Примерно так выглядели мои проблемы, когда я начинал свою профессиональную карьеру, и это лишь малая их часть. Удивительно, но, имея диплом психиатра и понимая – со мной что-то происходит, я не мог правильно назвать свое состояние и, тем более, избавиться от нарушений. Сейчас мне ясно, что мой диагноз звучит как «обсессивно-компульсивное расстройство», и я знаю, что делать для избавления от подобных сложностей. Но тогда… Тогда я примерял на себя разные психические нарушения (депрессию, биполярное аффективное расстройство, ипохондрический невроз), но все это было не совсем подходящим. Сейчас затрудняюсь сказать, как меня не осенило, когда я читал про навязчивые идеи в учебнике по психиатрии, но факт остается фактом: я успешно развивался в профессии, но собственные «тараканы» оставались нераспознанными, продолжали плодиться и толстеть.

Конечно, мои сложности начались гораздо раньше. Я был впечатлительным ребенком и много чего боялся. Например, после детских страшилок (особенно запомнились «Гроб на колесиках» и «Как туча на остров садилась») я переставал спать на неделю-две, а выключение света превращалось в пытку, сопоставимую с испанским сапогом средневековой инквизиции. Подростком я испытывал то же самое после фильмов ужасов. Я не любил их смотреть, но товарищи то и дело звали в кино, а отказаться и прослыть трусом не хотелось. Уже дома я прятался под одеяло и ждал, когда черноту за окном сменит блеклая серость. Я боялся повернуться и увидеть лапу с длинными когтями; еще страшнее было не повернуться и почувствовать, как эти когти в меня впиваются. Страхи страхами, а навязчивостей тогда еще не было.

• **Исходные данные**:
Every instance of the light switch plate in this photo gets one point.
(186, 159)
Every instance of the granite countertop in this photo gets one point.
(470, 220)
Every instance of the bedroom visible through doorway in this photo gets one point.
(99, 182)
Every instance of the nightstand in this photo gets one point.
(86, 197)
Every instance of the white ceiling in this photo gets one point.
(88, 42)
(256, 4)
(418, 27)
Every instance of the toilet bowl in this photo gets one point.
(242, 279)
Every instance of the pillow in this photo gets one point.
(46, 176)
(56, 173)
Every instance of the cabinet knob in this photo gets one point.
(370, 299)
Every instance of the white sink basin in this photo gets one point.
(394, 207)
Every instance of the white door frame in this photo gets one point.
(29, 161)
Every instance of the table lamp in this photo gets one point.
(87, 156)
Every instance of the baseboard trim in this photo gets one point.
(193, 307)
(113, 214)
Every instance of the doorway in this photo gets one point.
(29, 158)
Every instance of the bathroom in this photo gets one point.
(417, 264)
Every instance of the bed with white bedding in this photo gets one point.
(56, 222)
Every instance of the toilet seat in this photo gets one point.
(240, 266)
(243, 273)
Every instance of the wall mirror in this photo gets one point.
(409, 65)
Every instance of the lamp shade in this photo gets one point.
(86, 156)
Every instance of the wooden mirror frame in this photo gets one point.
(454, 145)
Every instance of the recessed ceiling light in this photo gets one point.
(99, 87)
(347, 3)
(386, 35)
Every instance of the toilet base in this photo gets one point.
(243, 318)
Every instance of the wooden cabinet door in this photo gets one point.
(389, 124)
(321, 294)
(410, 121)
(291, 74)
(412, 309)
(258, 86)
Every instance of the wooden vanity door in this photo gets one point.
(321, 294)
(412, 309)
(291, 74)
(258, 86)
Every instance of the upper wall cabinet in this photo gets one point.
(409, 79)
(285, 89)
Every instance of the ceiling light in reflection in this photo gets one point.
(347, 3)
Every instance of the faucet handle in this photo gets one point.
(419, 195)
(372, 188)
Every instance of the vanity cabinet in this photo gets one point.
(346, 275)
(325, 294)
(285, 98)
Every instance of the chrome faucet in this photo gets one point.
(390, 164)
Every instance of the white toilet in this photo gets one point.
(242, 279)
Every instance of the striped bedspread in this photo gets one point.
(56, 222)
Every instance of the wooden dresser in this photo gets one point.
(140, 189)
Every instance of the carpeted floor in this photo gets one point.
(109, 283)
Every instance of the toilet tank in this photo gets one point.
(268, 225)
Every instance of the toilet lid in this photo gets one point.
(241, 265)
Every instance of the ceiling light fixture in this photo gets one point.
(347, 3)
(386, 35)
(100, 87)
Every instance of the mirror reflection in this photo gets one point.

• **Задание**: Приведите заново весь фрагмент отрывка от слов «Конечно, мои сложности» до слов «еще не было.» включительно, изменив в нем «товарищи» на «приятели».

• **Место для ответа**:
Конечно, мои сложности начались гораздо раньше. Я был впечатлительным ребенком и много чего боялся. Например, после детских страшилок (особенно запомнились «Гроб на колесиках» и «Как туча на остров садилась») я переставал спать на неделю-две, а выключение света превращалось в пытку, сопоставимую с испанским сапогом средневековой инквизиции. Подростком я испытывал то же самое после фильмов ужасов. Я не любил их смотреть, но приятели то и дело звали в кино, а отказаться и прослыть трусом не хотелось. Уже дома я прятался под одеяло и ждал, когда черноту за окном сменит блеклая серость. Я боялся повернуться и увидеть лапу с длинными когтями; еще страшнее было не повернуться и почувствовать, как эти когти в меня впиваются. Страхи страхами, а навязчивостей тогда еще не было.